→ **Records provided**
####

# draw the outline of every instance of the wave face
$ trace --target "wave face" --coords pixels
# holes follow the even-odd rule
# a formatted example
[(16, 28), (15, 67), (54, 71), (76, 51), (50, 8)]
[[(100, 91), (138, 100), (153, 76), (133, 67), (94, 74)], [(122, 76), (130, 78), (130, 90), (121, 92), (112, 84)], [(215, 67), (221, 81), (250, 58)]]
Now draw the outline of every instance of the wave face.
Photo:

####

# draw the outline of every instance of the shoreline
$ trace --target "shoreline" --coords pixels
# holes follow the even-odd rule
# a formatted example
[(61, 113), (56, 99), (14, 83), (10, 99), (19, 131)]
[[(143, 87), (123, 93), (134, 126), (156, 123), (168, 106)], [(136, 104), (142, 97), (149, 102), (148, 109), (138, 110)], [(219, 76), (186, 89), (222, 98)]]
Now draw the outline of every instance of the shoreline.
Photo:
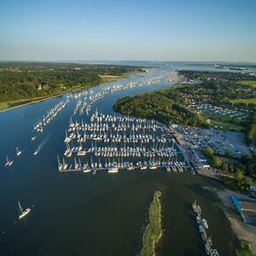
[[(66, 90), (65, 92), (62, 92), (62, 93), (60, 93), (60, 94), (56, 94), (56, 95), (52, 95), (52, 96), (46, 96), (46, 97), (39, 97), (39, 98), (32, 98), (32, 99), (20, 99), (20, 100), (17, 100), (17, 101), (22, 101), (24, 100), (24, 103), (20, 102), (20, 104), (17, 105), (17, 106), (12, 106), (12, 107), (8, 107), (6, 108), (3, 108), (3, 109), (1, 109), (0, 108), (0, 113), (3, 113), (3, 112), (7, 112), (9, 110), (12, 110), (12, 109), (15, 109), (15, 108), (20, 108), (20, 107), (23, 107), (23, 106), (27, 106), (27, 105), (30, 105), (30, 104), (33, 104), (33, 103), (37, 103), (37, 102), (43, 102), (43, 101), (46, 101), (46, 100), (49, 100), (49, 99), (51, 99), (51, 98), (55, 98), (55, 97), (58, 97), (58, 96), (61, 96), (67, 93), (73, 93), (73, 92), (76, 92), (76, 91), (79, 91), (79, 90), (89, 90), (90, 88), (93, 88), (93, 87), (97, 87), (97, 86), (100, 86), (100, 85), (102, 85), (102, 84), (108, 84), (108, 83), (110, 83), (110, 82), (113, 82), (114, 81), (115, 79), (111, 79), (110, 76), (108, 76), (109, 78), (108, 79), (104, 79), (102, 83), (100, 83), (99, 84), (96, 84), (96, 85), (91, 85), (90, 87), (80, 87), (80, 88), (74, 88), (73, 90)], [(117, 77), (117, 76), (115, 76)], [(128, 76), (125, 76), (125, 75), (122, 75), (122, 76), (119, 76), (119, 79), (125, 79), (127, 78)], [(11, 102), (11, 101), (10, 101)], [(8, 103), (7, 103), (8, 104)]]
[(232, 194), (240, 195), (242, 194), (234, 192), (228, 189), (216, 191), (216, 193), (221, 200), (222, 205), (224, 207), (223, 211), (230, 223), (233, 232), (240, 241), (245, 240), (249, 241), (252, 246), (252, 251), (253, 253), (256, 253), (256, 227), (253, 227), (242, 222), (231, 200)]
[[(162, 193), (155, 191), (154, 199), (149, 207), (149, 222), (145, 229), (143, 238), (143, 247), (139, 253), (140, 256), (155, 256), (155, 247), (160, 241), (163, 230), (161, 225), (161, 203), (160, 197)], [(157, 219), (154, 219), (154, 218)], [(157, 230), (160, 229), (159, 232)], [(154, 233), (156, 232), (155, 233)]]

####

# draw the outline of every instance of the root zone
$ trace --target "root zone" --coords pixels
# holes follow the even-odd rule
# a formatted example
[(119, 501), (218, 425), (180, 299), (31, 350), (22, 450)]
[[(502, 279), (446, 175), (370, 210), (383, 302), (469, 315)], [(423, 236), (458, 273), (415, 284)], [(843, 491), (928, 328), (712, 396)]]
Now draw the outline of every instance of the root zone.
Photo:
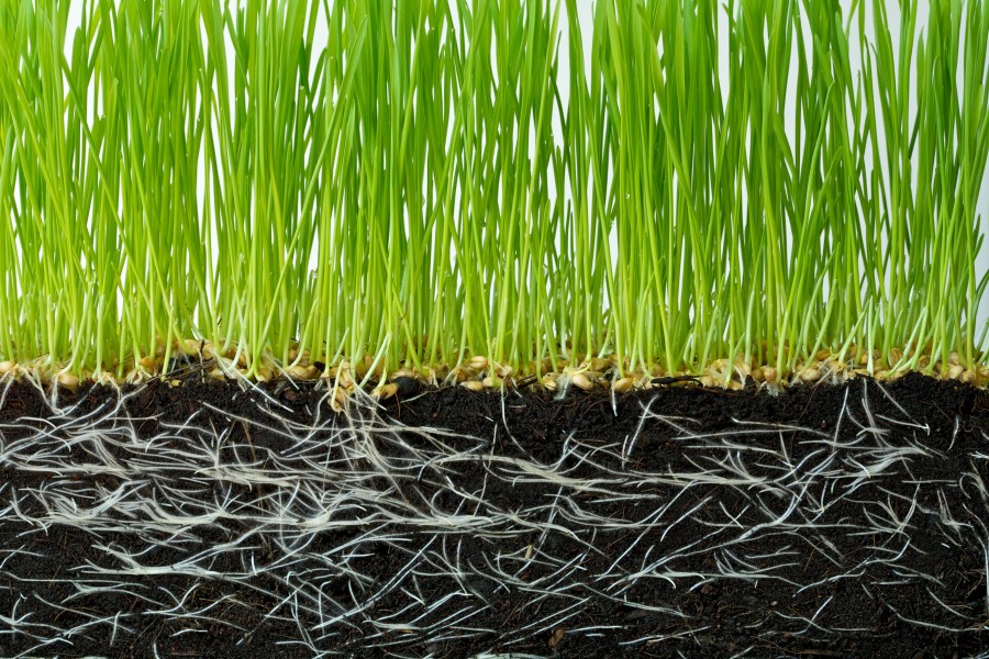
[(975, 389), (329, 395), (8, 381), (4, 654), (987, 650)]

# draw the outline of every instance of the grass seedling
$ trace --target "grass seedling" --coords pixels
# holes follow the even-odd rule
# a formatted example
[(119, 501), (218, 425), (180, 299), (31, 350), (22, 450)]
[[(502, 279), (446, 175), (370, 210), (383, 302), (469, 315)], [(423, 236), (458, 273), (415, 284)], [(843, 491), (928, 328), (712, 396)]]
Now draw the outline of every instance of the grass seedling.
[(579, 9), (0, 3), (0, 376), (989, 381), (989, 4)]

####

→ **Exercise goal**
Please give the rows again, starting with the line with "# draw the outline of every instance of the root" and going on through the line with "[(579, 9), (0, 3), (0, 376), (989, 381), (989, 4)]", and switch "root zone" to "soil layer" while leaving everything else unchanged. Leave the pictures out of your answer.

→ **Worked solution**
# draw the outline of every instance of the soil layer
$ trace --target "soil layer" --coords pixels
# holes follow the even-odd rule
# a formatted example
[(119, 501), (218, 425), (180, 299), (31, 350), (22, 450)]
[[(502, 279), (446, 175), (370, 210), (383, 302), (469, 315)], [(423, 236), (458, 273), (415, 284)], [(843, 491), (928, 328), (712, 396)]]
Now draw the outline of every instance of the soil layer.
Photo:
[(975, 389), (329, 395), (8, 381), (4, 654), (987, 650)]

# draw the outline of every instance of the grass seedling
$ trace --target "grass seedling" --coords pixels
# holes follow the even-odd rule
# a formatted example
[(119, 501), (218, 425), (180, 299), (31, 350), (22, 450)]
[[(502, 279), (446, 175), (370, 210), (383, 302), (469, 315)], [(423, 236), (458, 273), (415, 284)], [(843, 491), (928, 328), (712, 396)]]
Now draw the outline of every instance of the grass seedling.
[(579, 9), (0, 3), (0, 376), (989, 381), (989, 4)]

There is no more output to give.